=== Data section ===
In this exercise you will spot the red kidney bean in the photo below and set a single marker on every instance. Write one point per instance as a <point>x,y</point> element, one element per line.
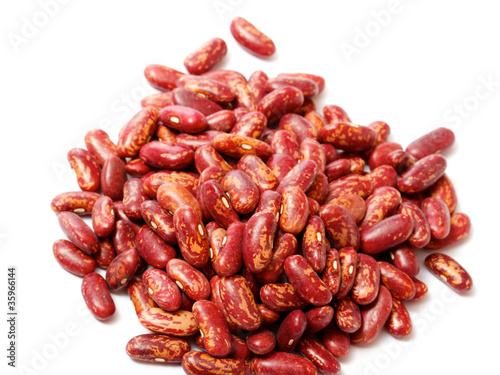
<point>403,256</point>
<point>399,322</point>
<point>281,297</point>
<point>73,259</point>
<point>262,341</point>
<point>137,132</point>
<point>367,280</point>
<point>258,241</point>
<point>381,203</point>
<point>318,318</point>
<point>162,77</point>
<point>449,271</point>
<point>340,226</point>
<point>437,215</point>
<point>213,327</point>
<point>178,323</point>
<point>206,56</point>
<point>97,297</point>
<point>251,38</point>
<point>100,145</point>
<point>423,174</point>
<point>306,282</point>
<point>421,234</point>
<point>279,102</point>
<point>228,259</point>
<point>87,169</point>
<point>78,232</point>
<point>460,225</point>
<point>239,302</point>
<point>387,233</point>
<point>121,270</point>
<point>79,202</point>
<point>374,317</point>
<point>199,363</point>
<point>276,363</point>
<point>436,141</point>
<point>113,177</point>
<point>331,274</point>
<point>294,211</point>
<point>396,281</point>
<point>323,359</point>
<point>189,279</point>
<point>162,289</point>
<point>151,347</point>
<point>336,341</point>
===
**Problem description**: Reproduce every line of the entries above word for word, omitting the pictures.

**Solution**:
In this exercise you will spot the red kidney bean in the photo below and set a single marker on every instance. Write one point per instance as a <point>x,y</point> element, one element per line.
<point>403,256</point>
<point>399,322</point>
<point>281,297</point>
<point>73,259</point>
<point>262,341</point>
<point>137,132</point>
<point>367,280</point>
<point>258,241</point>
<point>381,203</point>
<point>318,318</point>
<point>162,77</point>
<point>449,271</point>
<point>340,226</point>
<point>437,215</point>
<point>213,327</point>
<point>178,323</point>
<point>206,56</point>
<point>97,297</point>
<point>251,38</point>
<point>100,145</point>
<point>423,174</point>
<point>306,282</point>
<point>421,234</point>
<point>279,102</point>
<point>228,259</point>
<point>87,169</point>
<point>78,232</point>
<point>460,225</point>
<point>239,302</point>
<point>387,233</point>
<point>121,270</point>
<point>79,202</point>
<point>374,317</point>
<point>199,363</point>
<point>276,363</point>
<point>436,141</point>
<point>113,177</point>
<point>331,274</point>
<point>294,211</point>
<point>396,281</point>
<point>323,359</point>
<point>189,279</point>
<point>162,289</point>
<point>151,347</point>
<point>336,341</point>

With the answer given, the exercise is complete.